'''

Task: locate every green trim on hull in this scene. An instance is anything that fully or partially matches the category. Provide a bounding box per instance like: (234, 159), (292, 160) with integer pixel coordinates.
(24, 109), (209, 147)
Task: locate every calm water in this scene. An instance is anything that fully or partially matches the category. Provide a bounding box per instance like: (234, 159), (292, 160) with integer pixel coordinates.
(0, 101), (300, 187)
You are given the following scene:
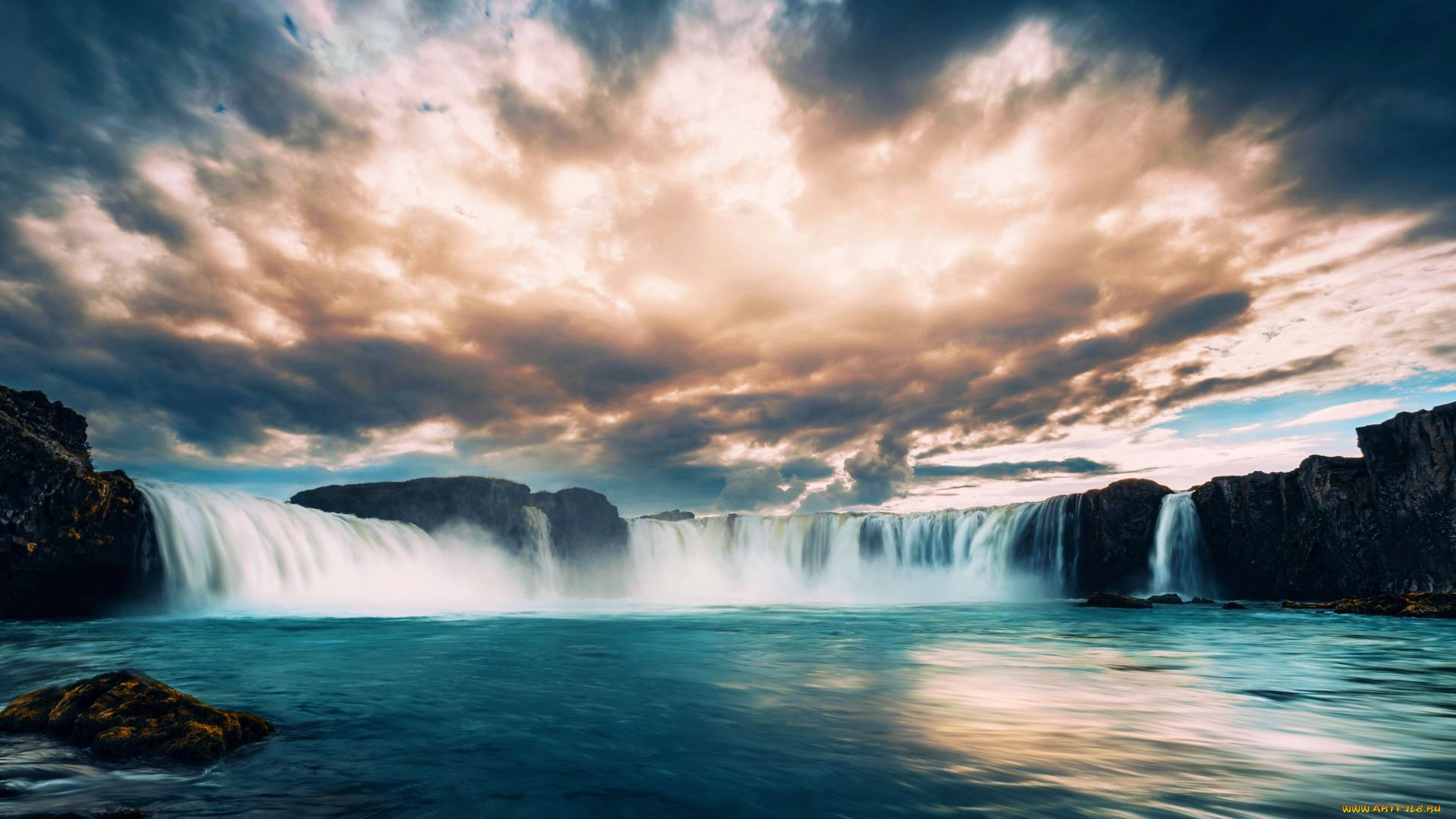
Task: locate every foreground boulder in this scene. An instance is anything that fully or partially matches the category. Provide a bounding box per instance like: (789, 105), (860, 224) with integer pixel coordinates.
(1284, 592), (1456, 620)
(0, 386), (155, 618)
(1078, 592), (1153, 609)
(0, 670), (274, 762)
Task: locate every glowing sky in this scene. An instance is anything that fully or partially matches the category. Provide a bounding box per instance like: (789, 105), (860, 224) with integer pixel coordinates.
(0, 0), (1456, 513)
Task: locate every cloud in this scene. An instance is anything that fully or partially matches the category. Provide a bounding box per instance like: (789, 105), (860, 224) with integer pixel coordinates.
(1277, 398), (1401, 427)
(0, 0), (1456, 509)
(714, 463), (805, 512)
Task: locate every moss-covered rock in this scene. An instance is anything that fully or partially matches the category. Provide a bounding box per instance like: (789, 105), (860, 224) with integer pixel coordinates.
(0, 670), (274, 762)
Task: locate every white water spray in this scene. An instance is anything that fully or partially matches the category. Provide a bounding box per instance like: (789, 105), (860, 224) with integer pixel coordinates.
(1149, 493), (1214, 596)
(136, 481), (556, 613)
(629, 486), (1076, 604)
(138, 481), (1094, 613)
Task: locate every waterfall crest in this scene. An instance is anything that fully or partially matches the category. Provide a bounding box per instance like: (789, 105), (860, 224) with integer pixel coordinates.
(1149, 491), (1214, 598)
(138, 481), (1078, 613)
(629, 495), (1076, 602)
(136, 481), (555, 613)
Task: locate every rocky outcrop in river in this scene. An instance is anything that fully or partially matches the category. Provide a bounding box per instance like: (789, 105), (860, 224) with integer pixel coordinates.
(0, 670), (274, 762)
(0, 386), (155, 617)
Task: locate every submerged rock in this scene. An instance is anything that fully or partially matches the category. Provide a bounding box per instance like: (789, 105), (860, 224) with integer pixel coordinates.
(642, 509), (698, 523)
(0, 670), (274, 762)
(0, 386), (155, 618)
(1078, 592), (1153, 609)
(1284, 592), (1456, 620)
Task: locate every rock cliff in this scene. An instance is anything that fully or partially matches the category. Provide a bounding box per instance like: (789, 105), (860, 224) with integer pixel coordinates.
(0, 386), (155, 617)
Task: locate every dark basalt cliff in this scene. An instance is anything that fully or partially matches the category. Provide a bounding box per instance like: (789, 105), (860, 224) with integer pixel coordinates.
(288, 476), (532, 551)
(290, 476), (628, 566)
(0, 386), (152, 617)
(1072, 478), (1172, 596)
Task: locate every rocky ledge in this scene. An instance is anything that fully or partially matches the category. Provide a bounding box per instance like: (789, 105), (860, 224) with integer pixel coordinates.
(0, 386), (155, 618)
(1284, 592), (1456, 620)
(0, 670), (274, 762)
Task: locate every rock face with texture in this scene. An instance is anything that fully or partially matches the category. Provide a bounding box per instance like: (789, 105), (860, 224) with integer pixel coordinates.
(291, 476), (628, 566)
(1073, 478), (1172, 595)
(0, 386), (155, 617)
(1192, 455), (1386, 599)
(0, 672), (274, 762)
(1078, 592), (1153, 609)
(1284, 592), (1456, 620)
(290, 476), (532, 549)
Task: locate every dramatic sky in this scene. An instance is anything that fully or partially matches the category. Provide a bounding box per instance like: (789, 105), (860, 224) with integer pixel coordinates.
(0, 0), (1456, 513)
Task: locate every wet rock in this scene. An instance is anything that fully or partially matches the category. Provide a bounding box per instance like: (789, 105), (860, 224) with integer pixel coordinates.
(288, 475), (532, 548)
(1192, 455), (1386, 599)
(0, 386), (157, 618)
(1339, 403), (1456, 595)
(1078, 592), (1153, 609)
(16, 808), (146, 819)
(290, 475), (628, 567)
(1192, 403), (1456, 601)
(1068, 478), (1172, 595)
(0, 670), (274, 762)
(1284, 592), (1456, 620)
(642, 509), (698, 523)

'''

WHAT NEEDS TO BE DONE: Which lines in the material above contain the string "river", with case counting? Copy out each of those lines in full.

RESULT OF THE TASK:
Task: locate every rocky outcrop in river in this scene. An instance is anything that fully or partially matches the category. Provide a bounding box per instance like: (789, 105), (860, 224) with integer pixel coordinates.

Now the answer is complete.